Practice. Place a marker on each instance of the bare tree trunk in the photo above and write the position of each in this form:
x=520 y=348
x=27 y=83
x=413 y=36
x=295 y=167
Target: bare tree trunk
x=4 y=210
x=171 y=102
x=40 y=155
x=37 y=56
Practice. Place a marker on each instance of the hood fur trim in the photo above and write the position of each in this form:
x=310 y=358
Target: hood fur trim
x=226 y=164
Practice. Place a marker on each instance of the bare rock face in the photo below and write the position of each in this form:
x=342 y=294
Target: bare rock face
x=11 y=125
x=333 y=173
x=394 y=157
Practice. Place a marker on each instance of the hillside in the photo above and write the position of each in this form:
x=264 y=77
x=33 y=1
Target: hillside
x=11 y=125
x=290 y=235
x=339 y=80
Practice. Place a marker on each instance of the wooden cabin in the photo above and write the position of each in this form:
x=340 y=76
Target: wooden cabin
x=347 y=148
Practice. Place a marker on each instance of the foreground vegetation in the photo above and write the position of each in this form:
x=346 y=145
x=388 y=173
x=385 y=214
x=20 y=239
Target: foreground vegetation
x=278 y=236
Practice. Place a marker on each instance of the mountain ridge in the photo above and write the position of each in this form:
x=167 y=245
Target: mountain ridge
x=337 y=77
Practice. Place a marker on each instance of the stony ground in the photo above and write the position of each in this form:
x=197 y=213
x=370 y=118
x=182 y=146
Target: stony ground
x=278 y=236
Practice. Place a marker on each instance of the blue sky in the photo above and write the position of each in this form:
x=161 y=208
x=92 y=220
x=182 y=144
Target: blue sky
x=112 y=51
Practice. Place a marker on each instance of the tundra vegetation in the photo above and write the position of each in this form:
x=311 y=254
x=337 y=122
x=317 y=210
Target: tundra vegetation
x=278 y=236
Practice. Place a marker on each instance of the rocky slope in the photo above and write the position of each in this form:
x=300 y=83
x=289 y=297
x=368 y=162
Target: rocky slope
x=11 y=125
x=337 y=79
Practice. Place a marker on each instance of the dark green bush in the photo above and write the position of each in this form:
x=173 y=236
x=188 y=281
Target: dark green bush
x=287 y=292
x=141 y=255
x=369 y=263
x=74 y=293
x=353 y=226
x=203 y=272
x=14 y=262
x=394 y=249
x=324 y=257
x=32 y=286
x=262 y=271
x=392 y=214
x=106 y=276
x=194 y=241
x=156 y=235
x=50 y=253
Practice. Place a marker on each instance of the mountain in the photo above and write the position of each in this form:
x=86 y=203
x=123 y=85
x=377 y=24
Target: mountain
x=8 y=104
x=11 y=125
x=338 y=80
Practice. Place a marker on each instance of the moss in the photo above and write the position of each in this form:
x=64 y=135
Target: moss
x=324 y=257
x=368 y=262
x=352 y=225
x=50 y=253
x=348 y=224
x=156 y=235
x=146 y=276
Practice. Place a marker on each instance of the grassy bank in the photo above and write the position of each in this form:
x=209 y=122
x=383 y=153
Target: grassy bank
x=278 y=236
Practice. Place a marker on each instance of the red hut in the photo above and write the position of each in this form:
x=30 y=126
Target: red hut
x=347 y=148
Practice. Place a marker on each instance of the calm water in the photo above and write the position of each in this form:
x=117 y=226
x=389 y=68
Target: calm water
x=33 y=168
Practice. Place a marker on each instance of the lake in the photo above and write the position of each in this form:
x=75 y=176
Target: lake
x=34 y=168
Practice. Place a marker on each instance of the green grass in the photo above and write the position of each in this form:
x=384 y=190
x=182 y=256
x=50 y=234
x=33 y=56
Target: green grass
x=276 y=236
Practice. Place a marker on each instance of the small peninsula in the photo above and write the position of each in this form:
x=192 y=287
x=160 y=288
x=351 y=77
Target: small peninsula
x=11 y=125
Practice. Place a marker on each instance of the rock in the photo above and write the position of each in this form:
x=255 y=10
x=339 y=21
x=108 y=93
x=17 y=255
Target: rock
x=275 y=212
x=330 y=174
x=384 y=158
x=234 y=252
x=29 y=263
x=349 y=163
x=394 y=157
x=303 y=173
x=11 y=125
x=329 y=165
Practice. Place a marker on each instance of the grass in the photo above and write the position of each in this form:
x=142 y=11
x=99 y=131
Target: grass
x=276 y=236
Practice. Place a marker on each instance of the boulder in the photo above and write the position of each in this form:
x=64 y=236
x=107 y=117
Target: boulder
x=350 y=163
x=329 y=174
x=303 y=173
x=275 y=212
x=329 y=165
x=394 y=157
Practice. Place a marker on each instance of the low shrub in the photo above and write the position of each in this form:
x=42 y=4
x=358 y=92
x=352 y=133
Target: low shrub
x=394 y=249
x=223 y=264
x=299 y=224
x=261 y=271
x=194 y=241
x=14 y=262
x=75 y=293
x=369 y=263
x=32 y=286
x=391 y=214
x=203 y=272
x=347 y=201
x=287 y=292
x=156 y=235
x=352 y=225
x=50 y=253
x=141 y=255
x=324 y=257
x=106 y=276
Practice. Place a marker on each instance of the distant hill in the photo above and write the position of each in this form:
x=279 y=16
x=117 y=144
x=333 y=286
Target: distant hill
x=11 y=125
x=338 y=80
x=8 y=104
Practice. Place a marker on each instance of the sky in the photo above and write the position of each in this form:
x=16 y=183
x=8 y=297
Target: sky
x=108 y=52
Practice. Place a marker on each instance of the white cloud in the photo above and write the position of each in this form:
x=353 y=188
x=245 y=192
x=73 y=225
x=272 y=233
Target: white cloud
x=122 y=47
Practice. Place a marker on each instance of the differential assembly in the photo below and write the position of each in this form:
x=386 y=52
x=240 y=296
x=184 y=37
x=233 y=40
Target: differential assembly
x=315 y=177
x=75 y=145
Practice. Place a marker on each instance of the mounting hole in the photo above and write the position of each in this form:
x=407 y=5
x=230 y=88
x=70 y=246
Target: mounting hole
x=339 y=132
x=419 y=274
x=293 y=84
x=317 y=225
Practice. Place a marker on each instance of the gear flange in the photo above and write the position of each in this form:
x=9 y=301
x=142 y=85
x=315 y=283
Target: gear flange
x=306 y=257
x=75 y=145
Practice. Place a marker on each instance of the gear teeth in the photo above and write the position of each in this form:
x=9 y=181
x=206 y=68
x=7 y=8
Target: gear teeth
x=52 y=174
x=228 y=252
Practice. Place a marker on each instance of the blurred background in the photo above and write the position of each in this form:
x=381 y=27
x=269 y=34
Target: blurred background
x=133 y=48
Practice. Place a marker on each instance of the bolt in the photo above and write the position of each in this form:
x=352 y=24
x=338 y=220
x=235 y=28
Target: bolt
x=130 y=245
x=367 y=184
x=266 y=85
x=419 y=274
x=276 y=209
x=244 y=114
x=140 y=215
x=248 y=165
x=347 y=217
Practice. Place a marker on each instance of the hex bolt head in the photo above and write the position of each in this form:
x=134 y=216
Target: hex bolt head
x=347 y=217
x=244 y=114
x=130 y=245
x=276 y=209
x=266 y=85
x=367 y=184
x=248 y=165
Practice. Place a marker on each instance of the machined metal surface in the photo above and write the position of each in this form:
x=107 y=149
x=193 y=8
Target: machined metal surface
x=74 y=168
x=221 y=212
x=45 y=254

=-=-=-=-=

▸ **Required work**
Reproduce each line verbatim.

▸ **Final result**
Practice. Place a marker on each instance of the bare tree trunk in the photo above and write the position of each in this form:
x=520 y=348
x=27 y=83
x=413 y=36
x=295 y=167
Target: bare tree trunk
x=4 y=210
x=171 y=102
x=40 y=155
x=37 y=56
Practice. Place a marker on each instance of the hood fur trim in the photo above and write the position of each in this form:
x=310 y=358
Target: hood fur trim
x=226 y=164
Practice. Place a marker on each instance of the bare rock face in the photo below and write the position of each in this form:
x=342 y=294
Target: bare rock face
x=11 y=125
x=333 y=173
x=394 y=157
Practice. Place a marker on each instance of the hillside in the photo above and write the position of each in this form:
x=264 y=77
x=33 y=1
Target: hillside
x=11 y=125
x=290 y=235
x=339 y=80
Practice. Place a marker on each instance of the wooden cabin in the photo above and write the position of each in this form:
x=340 y=76
Target: wooden cabin
x=347 y=148
Practice. Place a marker on each instance of the foreground vegetation in the photo above and write the position of each in this form:
x=346 y=145
x=388 y=173
x=385 y=214
x=20 y=239
Target: foreground vegetation
x=278 y=236
Practice. Place a marker on each instance of the mountain ridge in the photo above and write the position of each in this form:
x=167 y=245
Target: mountain ridge
x=337 y=77
Practice. Place a marker on each instance of the stony ground in the photo above and write the position of each in this form:
x=197 y=213
x=370 y=118
x=182 y=146
Target: stony ground
x=278 y=236
Practice. Place a marker on each instance of the blue sky in the photo above and write the position of each in this form:
x=161 y=208
x=92 y=220
x=182 y=144
Target: blue sky
x=112 y=51
Practice. Place a marker on each instance of the tundra vegetation in the photo above and write the position of each in this form:
x=311 y=254
x=337 y=122
x=317 y=210
Target: tundra vegetation
x=278 y=236
Practice. Place a marker on each instance of the rocky slope in the photo above and write the position of each in this form:
x=300 y=83
x=289 y=297
x=368 y=162
Target: rocky slope
x=11 y=125
x=337 y=79
Practice. Place a marker on each instance of the dark green bush in the photo above and write the position of each in this form:
x=173 y=236
x=188 y=281
Target: dark green bush
x=287 y=292
x=141 y=255
x=369 y=263
x=74 y=293
x=353 y=226
x=203 y=272
x=14 y=262
x=394 y=249
x=324 y=257
x=32 y=286
x=262 y=271
x=392 y=214
x=106 y=276
x=194 y=241
x=156 y=235
x=50 y=253
Practice. Place a marker on each instance of the mountain in the photo above and write the position of each in this form:
x=86 y=203
x=123 y=85
x=377 y=24
Target: mountain
x=8 y=104
x=11 y=125
x=338 y=80
Practice. Place a marker on each instance of the moss in the photo above and write the position of each in this form:
x=64 y=135
Target: moss
x=324 y=257
x=368 y=262
x=352 y=225
x=50 y=253
x=348 y=224
x=156 y=235
x=146 y=276
Practice. Place a marker on each instance of the grassy bank in the photo above and write the position of each in this form:
x=209 y=122
x=383 y=153
Target: grassy bank
x=278 y=236
Practice. Place a marker on each instance of the red hut in the photo above and write the position of each in this form:
x=30 y=126
Target: red hut
x=347 y=148
Practice. Place a marker on each instance of the calm water in the photo above and write the position of each in this form:
x=117 y=226
x=389 y=68
Target: calm water
x=33 y=168
Practice. Place a marker on each instance of the lake in the photo above and write the position of each in this form:
x=75 y=176
Target: lake
x=34 y=168
Practice. Place a marker on each instance of the green grass in the photo above and write the position of each in this form:
x=384 y=190
x=182 y=256
x=50 y=234
x=33 y=56
Target: green grass
x=276 y=236
Practice. Place a marker on each instance of the small peninsula in the photo above and write the position of each in this form:
x=192 y=287
x=160 y=288
x=351 y=77
Target: small peninsula
x=11 y=125
Practice. Place a marker on each instance of the rock in the photo above and write the position of each in this form:
x=255 y=10
x=339 y=21
x=108 y=93
x=17 y=255
Target: rock
x=275 y=212
x=330 y=174
x=384 y=158
x=234 y=252
x=29 y=263
x=349 y=163
x=394 y=157
x=303 y=173
x=11 y=125
x=329 y=165
Practice. Place a marker on each instance of the grass in the photo above and write the position of each in this form:
x=142 y=11
x=99 y=131
Target: grass
x=276 y=236
Practice. Place a marker on each instance of the boulder in the photo above and write the position of each in this form:
x=64 y=236
x=107 y=117
Target: boulder
x=350 y=163
x=329 y=174
x=303 y=173
x=275 y=212
x=329 y=165
x=394 y=157
Practice. Place a marker on each instance of the low shrub in the photo above and write the position of each in this form:
x=42 y=4
x=358 y=92
x=352 y=133
Target: low shrub
x=394 y=249
x=223 y=264
x=299 y=224
x=261 y=271
x=194 y=241
x=14 y=262
x=75 y=293
x=369 y=263
x=32 y=286
x=391 y=214
x=203 y=272
x=347 y=201
x=287 y=292
x=156 y=235
x=352 y=225
x=50 y=253
x=141 y=255
x=324 y=257
x=106 y=276
Practice. Place a marker on each instance of the distant hill in the photo above and write the position of each in this form:
x=279 y=16
x=117 y=144
x=333 y=286
Target: distant hill
x=11 y=125
x=338 y=80
x=8 y=104
Practice. Place a marker on each instance of the sky in the photo above and write the position of each in this form:
x=16 y=183
x=8 y=297
Target: sky
x=108 y=52
Practice. Place a marker on each instance of the white cloud in the photo above and write the position of each in this form:
x=353 y=188
x=245 y=192
x=73 y=225
x=272 y=233
Target: white cloud
x=122 y=47
Practice. Place a marker on each instance of the differential assembly in the photo below and write the position of each in this form:
x=386 y=52
x=240 y=296
x=184 y=37
x=233 y=40
Target: differential assembly
x=315 y=177
x=75 y=145
Practice. Place a marker on each instance of the mounting hole in the photo above and write the position of each in this form:
x=407 y=5
x=230 y=88
x=70 y=246
Target: mounting hole
x=339 y=132
x=419 y=274
x=293 y=84
x=317 y=225
Practice. Place a marker on each instance of the gear flange in the photo above and write the position of each in this form:
x=9 y=301
x=142 y=85
x=315 y=283
Target: gear flange
x=306 y=257
x=75 y=145
Practice. Place a marker on each instance of the gear teeth in the photo above and write the position of each in this form:
x=9 y=181
x=206 y=68
x=7 y=8
Target: gear teeth
x=52 y=174
x=228 y=252
Practice. Place a marker on each instance of the blurred background in the photo above and write the position of each in this form:
x=381 y=27
x=269 y=34
Target: blurred background
x=133 y=48
Practice. Place a marker on each instance of the bolt in the photo above and write the position of each in this form:
x=352 y=24
x=338 y=220
x=235 y=28
Target: bolt
x=130 y=245
x=367 y=184
x=266 y=85
x=419 y=274
x=276 y=209
x=244 y=114
x=140 y=215
x=248 y=165
x=347 y=217
Practice. Place a marker on each instance of the hex bolt head in the photo above and write the position of each in this form:
x=134 y=216
Target: hex bolt head
x=347 y=217
x=244 y=114
x=130 y=245
x=276 y=209
x=266 y=85
x=367 y=184
x=248 y=165
Practice. Place a marker on each instance of the machined metal surface in the photo above and write the position of each in this form:
x=107 y=149
x=193 y=8
Target: machined metal surface
x=74 y=168
x=221 y=212
x=45 y=254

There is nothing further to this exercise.